Tarefa a cumprir:
Prossiga com a redação do artigo sobre os zumbis nas produções audiovisuais, escrevendo a partir da última frase apresentada.

Artigo:

· · · · · · ·

Entre tantas histórias, que chamaremos aqui de primeira fase dessa retomada, merecem destaque a minissérie The walking dead (EUA, 2010), o filme Guerra mundial Z (EUA, 2013) e Resident evil (EUA, 2002), série baseada em um jogo e que já conta com seis longas-metragens. Nesses exemplos, a comunidade era ameaçada por zumbis e, para protegê-la, os humanos tinham de aniquilar as criaturas. Por essa razão, os zumbis potencializam a violência do homem contra o homem, na tentativa de expressar uma espécie de “vazio simbólico” (LEVERETTE, 2008; MOREMAN; RUSHTON, 2011). De fato, esse percurso dos zumbis nas produções audiovisuais (que aqui dividimos em fases) resulta das transformações sociais que experimentamos, neste início de século. Aliás, a famosa série The walking dead está apresentando inegáveis sinais de desgaste há algum tempo: “Em seu auge, registrado na 5ª temporada, ‘The Walking Dead’ chegou a ser vista por 17,29 milhões de telespectadores” (PLASSE, 2019). Desde então, a atração continua a perder audiência: “O episódio mais recente, exibido no domingo (17/2) [de 2019], foi visto por 4,52 milhões de telespectadores ao vivo nos Estados Unidos” (PLASSE, 2019).

Na segunda fase da retomada zumbi, é possível percebermos uma mudança de perspectiva na relação complexa que se estabelece entre humanos e zumbis. Diferentemente da minissérie e dos filmes citados acima, Meu namorado é um zumbi (EUA, 2013) e Todo mundo quase morto (EUA, 2004) demonstram um atenuamento do que ficou conhecido como “Dia Z”, ou “Apocalipse zumbi”. As duas histórias apresentam o confronto e a matança, mas terminam com uma proposta de integração. Uma nova sociedade é forjada e o tão aclamado apocalipse não representa o fim do mundo, mas o começo de uma nova sociedade, que surge a partir da negociação das diferenças entre humanos e zumbis.

· · · · · · ·

Material coletado:
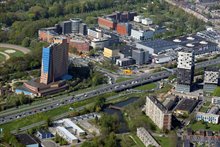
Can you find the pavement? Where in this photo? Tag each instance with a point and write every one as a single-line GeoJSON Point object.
{"type": "Point", "coordinates": [46, 105]}
{"type": "Point", "coordinates": [15, 47]}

· · · · · · ·

Resultado abaixo:
Porém, hoje, em uma terceira fase, três séries disponíveis no Netflix trazem novas mudanças. Estamos falando de Glitch (AUS, 2015), Santa Clarita diet (EUA, 2017) e Boneca russa (EUA, 2019). Evidentemente, as histórias “compartilham a obsessão pela morte, pelo morrer e pelo que vem depois”, afinal os zumbis continuam sendo “o pesadelo do além” (VIGNA, 2017, p. 64). Bauman considera a morte como símbolo máximo do desconhecido e a recorrência dela caracteriza-se como um processo humano e bastante comum: sempre que a ideia da morte surge, nas situações de medo e violência, acabamos por valorizar mais a vida:

A advertência memento mori, lembrar-se da morte, […] é uma afirmação do impressionante poder dessa promessa de lutar contra o impacto imobilizante da iminência da morte. […]. Lembrar a iminência da morte mantém a vida dos mortais no curso correto – dotando-a de um propósito que torna preciosos todos os momentos vividos. (BAUMAN, 2008, p. 47)

A ansiedade que se abateu sobre o mundo, desde o atentado às torres gêmeas, permanece, razão pela qual os zumbis de hoje protagonizam o novo gótico:

Frequentemente observa-se que os ciclos de horror emergem em tempos de tensão social, e que o gênero é um dos meios pelo qual podem ser expressadas as ansiedades de uma era. (CARROLL, 1990, p. 207, tradução nossa)

O gótico sempre foi um barômetro das ansiedades que se manifestam em certa cultura, em um momento particular da história. (BRUHM, 2002, p. 260, tradução nossa)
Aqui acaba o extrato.